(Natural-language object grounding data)
•••••
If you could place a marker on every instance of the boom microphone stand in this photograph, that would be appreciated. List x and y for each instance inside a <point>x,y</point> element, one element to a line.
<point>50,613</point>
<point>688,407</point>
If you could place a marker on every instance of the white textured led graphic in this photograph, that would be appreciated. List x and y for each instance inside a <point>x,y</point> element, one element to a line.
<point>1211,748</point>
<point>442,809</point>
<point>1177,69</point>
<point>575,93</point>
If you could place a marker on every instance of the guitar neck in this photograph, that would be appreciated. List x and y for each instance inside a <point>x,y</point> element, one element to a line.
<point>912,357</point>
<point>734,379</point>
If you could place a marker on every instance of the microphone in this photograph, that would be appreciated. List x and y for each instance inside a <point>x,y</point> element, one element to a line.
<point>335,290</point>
•••••
**Aim of the task**
Output the data above exactly, please, line for line.

**Output for this exercise**
If you could place a marker on every instance of the boom microphone stand in this photograph, that would be appreciated. List x and y for each instance inside a <point>x,y</point> element, one element to a line.
<point>50,613</point>
<point>688,407</point>
If you could place a marker on every instance of the white textured led graphic in this photograph, that would be appreciated. List x and y for each instance inside a <point>x,y</point> element, one element to a line.
<point>1211,748</point>
<point>442,809</point>
<point>1177,69</point>
<point>575,93</point>
If you could place a marker on every instance of the guitar neck in this photograph, that would be appreciated. List x and y for each instance inside a <point>x,y</point> element, one element to a line.
<point>912,357</point>
<point>734,379</point>
If you could place a marker on every instance of the microphone in this photograph, that would be appreciated. List x and y for each instance inside a <point>x,y</point> element, one element to a line.
<point>335,290</point>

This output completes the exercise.